(Recorded data)
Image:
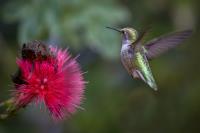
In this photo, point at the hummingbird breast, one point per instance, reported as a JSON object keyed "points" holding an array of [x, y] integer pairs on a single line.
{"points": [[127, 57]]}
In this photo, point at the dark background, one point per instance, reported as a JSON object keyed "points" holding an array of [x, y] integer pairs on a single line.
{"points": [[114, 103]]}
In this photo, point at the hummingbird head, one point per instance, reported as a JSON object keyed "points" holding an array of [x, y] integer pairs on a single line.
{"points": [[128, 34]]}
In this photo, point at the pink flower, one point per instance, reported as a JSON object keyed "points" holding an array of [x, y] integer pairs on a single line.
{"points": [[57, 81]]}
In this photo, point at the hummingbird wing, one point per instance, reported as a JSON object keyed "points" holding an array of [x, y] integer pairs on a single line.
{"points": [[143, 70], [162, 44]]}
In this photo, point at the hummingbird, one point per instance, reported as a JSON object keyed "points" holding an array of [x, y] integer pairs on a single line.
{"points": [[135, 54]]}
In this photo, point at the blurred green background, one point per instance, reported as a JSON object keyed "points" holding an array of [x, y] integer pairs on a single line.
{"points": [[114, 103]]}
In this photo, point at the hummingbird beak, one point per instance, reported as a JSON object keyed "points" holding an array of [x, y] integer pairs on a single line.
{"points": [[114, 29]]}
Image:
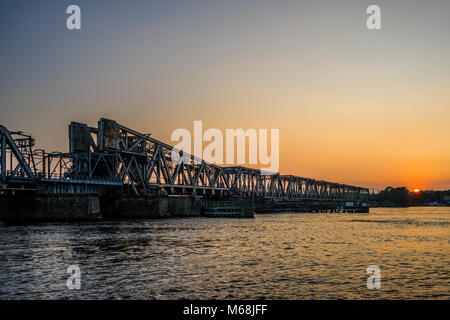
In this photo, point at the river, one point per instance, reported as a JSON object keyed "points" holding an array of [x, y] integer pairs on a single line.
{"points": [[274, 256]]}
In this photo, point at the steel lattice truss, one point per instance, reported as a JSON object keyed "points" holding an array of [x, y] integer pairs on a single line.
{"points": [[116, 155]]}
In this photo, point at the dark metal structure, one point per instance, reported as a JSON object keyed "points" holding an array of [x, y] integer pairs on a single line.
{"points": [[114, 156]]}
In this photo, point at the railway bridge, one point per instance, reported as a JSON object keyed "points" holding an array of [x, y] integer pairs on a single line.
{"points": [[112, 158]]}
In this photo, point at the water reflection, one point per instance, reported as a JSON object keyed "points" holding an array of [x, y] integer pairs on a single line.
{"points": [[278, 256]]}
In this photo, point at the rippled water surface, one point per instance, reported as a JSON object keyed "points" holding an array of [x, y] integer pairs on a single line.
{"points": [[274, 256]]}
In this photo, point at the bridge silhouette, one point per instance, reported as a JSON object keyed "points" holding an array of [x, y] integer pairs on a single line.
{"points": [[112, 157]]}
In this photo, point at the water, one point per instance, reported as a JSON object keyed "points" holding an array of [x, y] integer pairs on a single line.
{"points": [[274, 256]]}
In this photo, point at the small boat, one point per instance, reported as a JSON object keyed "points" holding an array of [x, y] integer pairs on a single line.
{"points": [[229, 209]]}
* * *
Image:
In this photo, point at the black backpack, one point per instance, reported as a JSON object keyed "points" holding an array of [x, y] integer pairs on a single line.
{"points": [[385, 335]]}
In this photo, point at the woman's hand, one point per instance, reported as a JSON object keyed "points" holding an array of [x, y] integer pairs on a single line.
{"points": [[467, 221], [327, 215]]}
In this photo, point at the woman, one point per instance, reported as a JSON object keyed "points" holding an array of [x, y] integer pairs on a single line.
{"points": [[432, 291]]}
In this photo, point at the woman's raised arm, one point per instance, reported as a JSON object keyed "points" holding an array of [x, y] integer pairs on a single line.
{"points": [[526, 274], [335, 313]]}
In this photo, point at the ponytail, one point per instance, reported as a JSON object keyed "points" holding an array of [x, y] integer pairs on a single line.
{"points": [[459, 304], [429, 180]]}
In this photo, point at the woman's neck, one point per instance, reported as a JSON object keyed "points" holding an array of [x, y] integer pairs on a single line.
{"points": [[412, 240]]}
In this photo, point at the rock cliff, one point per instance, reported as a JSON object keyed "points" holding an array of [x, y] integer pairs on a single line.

■ **Task item**
With the first line being the one containing "In this photo, point at the woman's raised" and the last line the one containing "In this photo, point at the rock", transcribe exactly the lines above that fall in that range.

■ **Answer below**
In this photo, point at the woman's raised arm, one point per instance, reported as a JSON object keyed "points" holding an array of [x, y] integer pairs on a single line.
{"points": [[526, 274], [335, 313]]}
In this photo, point at the ponytail, one point per instance, reported as a JSON object keyed "points" holding an array of [x, y] integer pairs on a single line.
{"points": [[459, 304], [429, 180]]}
In this photo, point at the woman's neck, one point per instance, reported as a JSON object keyed "points" holding an array of [x, y] integer pairs on a single line.
{"points": [[412, 240]]}
In this photo, point at the rock cliff, one point per instance, reported as a JSON object keyed "points" holding an array of [x, y] integer pairs on a single line.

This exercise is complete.